# WHAT YOU SHOULD DO
Please copy the records from their start and stop after the line that contains "left=301, top=208, right=330, bottom=237", keeping the requests unchanged but multiplying each bounding box coordinate in the answers by 1.25 and rounding to whole numbers, with halves rounded up. Give only those lines, and leave the pictures out.
=-=-=-=-=
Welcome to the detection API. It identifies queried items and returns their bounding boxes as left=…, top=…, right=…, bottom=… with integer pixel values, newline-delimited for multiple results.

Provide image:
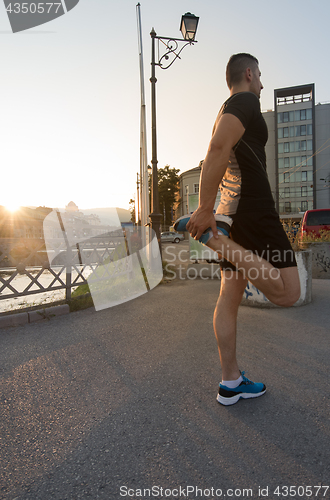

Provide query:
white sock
left=221, top=375, right=243, bottom=389
left=204, top=229, right=225, bottom=244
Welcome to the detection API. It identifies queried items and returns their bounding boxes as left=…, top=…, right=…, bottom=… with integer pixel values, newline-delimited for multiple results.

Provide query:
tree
left=158, top=165, right=180, bottom=226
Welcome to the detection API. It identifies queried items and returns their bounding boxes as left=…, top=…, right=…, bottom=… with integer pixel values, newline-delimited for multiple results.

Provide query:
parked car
left=160, top=231, right=184, bottom=243
left=301, top=208, right=330, bottom=237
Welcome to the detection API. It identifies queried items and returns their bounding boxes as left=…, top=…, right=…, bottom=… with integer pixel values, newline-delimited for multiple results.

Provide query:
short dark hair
left=226, top=53, right=259, bottom=89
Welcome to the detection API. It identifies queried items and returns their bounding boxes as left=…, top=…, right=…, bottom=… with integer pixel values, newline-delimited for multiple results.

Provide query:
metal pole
left=135, top=173, right=141, bottom=226
left=149, top=28, right=162, bottom=255
left=136, top=3, right=150, bottom=227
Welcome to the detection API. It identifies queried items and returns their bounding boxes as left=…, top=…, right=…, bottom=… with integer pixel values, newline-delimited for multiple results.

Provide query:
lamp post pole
left=149, top=12, right=199, bottom=255
left=150, top=28, right=162, bottom=254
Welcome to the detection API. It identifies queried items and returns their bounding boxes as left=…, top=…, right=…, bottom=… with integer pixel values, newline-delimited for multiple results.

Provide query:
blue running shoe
left=217, top=372, right=266, bottom=406
left=174, top=214, right=233, bottom=245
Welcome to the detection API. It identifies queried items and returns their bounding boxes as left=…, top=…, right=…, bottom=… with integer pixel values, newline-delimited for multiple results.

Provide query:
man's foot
left=174, top=214, right=233, bottom=245
left=217, top=372, right=266, bottom=406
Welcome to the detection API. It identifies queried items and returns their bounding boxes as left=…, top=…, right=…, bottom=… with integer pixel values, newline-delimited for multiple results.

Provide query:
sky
left=0, top=0, right=330, bottom=209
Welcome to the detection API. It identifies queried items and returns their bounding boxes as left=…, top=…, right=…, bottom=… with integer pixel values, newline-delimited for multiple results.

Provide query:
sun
left=5, top=203, right=21, bottom=212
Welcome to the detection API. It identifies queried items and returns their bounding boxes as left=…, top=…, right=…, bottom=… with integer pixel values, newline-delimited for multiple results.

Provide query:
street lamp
left=149, top=12, right=199, bottom=252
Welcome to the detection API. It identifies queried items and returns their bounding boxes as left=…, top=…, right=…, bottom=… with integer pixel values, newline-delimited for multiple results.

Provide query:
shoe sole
left=217, top=389, right=266, bottom=406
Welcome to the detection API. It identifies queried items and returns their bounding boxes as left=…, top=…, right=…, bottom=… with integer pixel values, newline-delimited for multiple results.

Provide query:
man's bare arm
left=187, top=113, right=245, bottom=239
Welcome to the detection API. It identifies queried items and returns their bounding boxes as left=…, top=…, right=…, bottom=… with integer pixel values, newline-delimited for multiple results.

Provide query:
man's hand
left=187, top=207, right=218, bottom=240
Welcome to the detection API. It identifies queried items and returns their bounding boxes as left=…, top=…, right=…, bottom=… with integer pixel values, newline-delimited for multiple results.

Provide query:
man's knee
left=274, top=282, right=301, bottom=307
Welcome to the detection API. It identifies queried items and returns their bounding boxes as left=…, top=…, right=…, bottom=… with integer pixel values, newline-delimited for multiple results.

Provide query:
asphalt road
left=0, top=276, right=330, bottom=500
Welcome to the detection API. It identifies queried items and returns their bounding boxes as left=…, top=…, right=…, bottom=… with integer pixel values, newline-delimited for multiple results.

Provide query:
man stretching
left=174, top=54, right=300, bottom=405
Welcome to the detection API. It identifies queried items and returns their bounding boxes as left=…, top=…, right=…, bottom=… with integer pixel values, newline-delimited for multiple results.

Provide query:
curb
left=0, top=304, right=70, bottom=328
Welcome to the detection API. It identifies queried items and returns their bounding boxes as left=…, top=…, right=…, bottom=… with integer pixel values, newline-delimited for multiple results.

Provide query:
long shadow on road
left=0, top=280, right=330, bottom=500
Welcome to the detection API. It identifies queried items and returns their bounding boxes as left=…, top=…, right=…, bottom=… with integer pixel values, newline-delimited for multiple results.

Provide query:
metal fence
left=0, top=234, right=125, bottom=308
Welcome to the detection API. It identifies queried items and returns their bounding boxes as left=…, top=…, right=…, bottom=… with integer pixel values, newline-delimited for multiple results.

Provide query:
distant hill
left=79, top=207, right=131, bottom=226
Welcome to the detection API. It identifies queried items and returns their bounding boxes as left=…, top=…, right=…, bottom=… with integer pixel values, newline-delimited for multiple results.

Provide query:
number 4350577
left=6, top=2, right=62, bottom=14
left=273, top=486, right=329, bottom=498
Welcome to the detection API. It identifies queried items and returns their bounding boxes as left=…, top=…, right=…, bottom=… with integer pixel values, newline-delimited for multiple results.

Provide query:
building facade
left=178, top=83, right=330, bottom=218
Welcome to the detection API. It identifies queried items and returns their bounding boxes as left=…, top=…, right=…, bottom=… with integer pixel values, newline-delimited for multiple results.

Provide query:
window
left=284, top=201, right=291, bottom=212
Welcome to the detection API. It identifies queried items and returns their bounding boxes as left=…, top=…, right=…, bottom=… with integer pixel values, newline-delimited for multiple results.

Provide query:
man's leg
left=214, top=270, right=266, bottom=405
left=213, top=270, right=247, bottom=380
left=207, top=234, right=300, bottom=307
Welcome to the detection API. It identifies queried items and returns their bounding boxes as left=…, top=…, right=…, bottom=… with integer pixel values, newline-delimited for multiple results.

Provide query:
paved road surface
left=0, top=280, right=330, bottom=500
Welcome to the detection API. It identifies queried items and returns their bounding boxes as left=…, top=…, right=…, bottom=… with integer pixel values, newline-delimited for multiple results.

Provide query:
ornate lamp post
left=149, top=12, right=199, bottom=251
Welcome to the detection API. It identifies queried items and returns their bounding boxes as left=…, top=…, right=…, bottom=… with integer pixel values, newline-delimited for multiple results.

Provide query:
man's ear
left=245, top=68, right=253, bottom=82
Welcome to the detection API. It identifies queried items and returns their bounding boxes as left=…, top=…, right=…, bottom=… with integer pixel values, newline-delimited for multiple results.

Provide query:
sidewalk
left=0, top=279, right=330, bottom=500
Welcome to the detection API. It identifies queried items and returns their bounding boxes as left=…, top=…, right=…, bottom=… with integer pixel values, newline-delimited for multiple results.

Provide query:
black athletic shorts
left=220, top=210, right=297, bottom=271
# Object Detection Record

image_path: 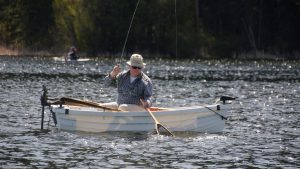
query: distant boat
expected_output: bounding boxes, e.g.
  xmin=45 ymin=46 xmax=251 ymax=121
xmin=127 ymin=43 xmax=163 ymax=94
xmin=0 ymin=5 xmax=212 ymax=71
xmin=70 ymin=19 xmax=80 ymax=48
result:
xmin=53 ymin=56 xmax=91 ymax=62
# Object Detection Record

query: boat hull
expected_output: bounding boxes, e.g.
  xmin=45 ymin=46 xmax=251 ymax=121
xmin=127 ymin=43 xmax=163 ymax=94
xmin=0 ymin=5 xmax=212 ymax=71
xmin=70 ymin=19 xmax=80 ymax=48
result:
xmin=51 ymin=105 xmax=229 ymax=133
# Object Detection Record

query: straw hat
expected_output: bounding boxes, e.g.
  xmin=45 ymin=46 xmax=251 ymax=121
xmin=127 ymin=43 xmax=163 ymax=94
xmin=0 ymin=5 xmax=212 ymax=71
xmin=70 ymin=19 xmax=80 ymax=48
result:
xmin=126 ymin=54 xmax=146 ymax=68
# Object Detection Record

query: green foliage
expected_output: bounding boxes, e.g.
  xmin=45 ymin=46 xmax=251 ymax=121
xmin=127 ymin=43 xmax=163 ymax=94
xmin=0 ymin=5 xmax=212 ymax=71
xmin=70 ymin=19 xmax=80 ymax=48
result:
xmin=0 ymin=0 xmax=300 ymax=58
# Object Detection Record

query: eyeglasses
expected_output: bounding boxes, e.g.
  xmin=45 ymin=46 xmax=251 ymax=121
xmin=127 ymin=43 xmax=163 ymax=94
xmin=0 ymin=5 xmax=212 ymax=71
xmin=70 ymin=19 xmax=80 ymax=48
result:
xmin=131 ymin=66 xmax=142 ymax=69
=-=-=-=-=
# COMPLETED EXERCISE
Welcome to the detection API. It identifies queried items and returns their bounding boxes as left=…, top=…, right=…, bottom=… with integer pixel values, newline-delimited for multiple results.

Provide image:

Provide query:
white sock
left=276, top=469, right=304, bottom=486
left=255, top=286, right=281, bottom=305
Welcome to the detection API. It identifies queried items and returns their bounding boxes as left=…, top=…, right=…, bottom=… with integer pixel values, newline-delimited for multiple results.

Provide query:
tree
left=198, top=206, right=225, bottom=283
Welcome to the detection API. It identifies queried items and returns their bounding boxes as left=…, top=…, right=…, bottom=… with integer pixel values, newline-delimited for multiple results.

Provide query:
parked car
left=200, top=289, right=230, bottom=304
left=376, top=260, right=413, bottom=296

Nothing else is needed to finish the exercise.